**Input:**
__________________________________________________

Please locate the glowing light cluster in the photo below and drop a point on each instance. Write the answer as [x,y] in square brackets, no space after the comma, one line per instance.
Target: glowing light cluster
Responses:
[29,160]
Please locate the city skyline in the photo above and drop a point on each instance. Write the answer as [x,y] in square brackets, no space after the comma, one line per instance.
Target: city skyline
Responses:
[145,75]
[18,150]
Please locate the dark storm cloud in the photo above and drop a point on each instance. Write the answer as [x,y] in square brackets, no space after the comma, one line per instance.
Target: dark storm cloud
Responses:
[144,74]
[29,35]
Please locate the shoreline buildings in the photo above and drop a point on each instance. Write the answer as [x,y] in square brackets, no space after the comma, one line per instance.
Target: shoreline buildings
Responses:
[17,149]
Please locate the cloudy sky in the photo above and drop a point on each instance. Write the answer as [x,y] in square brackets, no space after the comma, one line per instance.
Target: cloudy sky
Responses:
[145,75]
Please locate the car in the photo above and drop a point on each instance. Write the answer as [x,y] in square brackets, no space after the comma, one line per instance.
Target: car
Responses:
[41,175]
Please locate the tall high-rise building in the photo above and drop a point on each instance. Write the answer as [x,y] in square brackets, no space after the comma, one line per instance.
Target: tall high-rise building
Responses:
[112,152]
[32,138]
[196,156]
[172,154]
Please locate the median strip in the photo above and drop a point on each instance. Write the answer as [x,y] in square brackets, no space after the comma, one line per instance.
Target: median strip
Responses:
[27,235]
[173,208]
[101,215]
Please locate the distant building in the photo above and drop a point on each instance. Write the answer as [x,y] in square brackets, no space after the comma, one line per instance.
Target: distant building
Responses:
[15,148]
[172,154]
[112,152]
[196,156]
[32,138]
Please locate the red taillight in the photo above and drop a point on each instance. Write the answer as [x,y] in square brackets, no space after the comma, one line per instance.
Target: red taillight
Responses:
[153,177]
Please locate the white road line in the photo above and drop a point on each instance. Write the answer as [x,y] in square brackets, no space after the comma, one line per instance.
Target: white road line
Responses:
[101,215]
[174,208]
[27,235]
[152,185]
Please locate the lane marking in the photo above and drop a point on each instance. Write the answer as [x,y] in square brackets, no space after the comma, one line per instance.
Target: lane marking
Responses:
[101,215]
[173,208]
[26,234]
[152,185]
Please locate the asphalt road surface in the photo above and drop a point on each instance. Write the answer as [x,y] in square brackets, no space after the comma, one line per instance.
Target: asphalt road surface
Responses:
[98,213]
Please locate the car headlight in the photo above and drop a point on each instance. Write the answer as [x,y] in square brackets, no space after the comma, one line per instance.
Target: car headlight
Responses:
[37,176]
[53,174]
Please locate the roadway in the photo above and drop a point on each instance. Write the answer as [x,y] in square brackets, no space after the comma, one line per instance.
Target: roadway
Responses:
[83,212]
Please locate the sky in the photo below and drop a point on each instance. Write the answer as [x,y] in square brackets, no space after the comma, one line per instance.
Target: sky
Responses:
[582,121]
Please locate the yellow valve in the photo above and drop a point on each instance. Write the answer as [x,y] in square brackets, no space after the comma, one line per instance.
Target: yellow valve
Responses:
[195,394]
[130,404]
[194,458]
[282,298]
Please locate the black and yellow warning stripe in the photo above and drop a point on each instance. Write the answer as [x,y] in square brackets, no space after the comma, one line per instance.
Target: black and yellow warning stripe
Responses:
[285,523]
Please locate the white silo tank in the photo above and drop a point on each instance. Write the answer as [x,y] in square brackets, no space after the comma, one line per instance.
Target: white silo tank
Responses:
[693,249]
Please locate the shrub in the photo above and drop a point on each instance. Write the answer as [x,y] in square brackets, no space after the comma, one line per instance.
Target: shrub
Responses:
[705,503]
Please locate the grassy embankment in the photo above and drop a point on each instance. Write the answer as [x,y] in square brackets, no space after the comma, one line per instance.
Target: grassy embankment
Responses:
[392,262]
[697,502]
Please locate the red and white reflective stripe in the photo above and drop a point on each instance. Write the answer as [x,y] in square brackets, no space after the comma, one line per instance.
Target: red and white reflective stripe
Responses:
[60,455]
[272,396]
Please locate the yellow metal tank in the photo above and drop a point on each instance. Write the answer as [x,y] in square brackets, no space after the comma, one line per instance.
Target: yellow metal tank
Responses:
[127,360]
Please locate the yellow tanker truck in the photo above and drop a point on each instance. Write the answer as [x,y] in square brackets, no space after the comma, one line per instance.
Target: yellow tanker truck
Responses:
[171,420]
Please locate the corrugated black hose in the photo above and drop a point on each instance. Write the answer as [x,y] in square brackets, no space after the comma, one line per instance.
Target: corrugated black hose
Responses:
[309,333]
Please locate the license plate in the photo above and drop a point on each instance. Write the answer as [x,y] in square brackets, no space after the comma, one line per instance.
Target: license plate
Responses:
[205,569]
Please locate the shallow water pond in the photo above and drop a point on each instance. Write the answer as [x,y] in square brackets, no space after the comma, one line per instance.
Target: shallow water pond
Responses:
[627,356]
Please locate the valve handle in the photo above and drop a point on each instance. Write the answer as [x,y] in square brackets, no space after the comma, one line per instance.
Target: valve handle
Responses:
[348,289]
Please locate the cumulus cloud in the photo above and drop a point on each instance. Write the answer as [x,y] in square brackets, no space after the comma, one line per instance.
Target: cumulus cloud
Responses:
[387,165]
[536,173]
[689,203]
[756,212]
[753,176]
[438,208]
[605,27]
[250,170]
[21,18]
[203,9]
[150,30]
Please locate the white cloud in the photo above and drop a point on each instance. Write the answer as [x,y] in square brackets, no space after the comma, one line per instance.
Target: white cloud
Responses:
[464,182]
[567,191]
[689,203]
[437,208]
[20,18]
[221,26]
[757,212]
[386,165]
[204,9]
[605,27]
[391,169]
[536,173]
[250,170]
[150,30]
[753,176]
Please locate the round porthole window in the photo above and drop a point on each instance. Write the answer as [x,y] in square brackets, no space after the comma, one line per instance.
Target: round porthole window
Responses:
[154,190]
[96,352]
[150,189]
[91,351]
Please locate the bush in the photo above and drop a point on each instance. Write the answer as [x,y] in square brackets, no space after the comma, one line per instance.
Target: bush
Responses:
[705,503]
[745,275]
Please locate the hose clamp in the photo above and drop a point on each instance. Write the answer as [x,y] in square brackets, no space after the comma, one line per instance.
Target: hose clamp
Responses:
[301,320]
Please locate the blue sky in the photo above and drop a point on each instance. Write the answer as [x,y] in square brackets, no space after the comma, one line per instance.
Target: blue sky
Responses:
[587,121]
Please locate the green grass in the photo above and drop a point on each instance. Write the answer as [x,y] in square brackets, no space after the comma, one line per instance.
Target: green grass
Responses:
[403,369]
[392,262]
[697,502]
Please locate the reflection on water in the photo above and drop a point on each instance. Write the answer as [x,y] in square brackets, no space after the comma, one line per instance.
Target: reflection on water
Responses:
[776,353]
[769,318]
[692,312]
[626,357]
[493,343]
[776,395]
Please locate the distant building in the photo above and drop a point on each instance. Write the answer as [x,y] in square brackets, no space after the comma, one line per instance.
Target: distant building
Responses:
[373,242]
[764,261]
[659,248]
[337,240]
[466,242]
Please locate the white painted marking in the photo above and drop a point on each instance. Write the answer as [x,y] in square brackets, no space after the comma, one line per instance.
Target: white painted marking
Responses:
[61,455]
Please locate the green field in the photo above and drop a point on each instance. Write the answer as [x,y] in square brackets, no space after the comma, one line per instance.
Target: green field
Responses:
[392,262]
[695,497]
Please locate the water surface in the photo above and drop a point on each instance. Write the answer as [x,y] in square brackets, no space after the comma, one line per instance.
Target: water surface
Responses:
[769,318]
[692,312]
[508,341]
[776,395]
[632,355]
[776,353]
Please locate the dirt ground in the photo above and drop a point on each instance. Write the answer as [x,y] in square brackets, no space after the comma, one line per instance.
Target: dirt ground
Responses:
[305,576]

__________________________________________________

**Assigned task:** Note every line in the material with "blue" and copy it.

**Solution for this task:**
Please locate the blue sky in the photo above and drop a point on each instance. Write the answer as [x,y] in square brackets, no space after the comma, one line per instance.
Target: blue sky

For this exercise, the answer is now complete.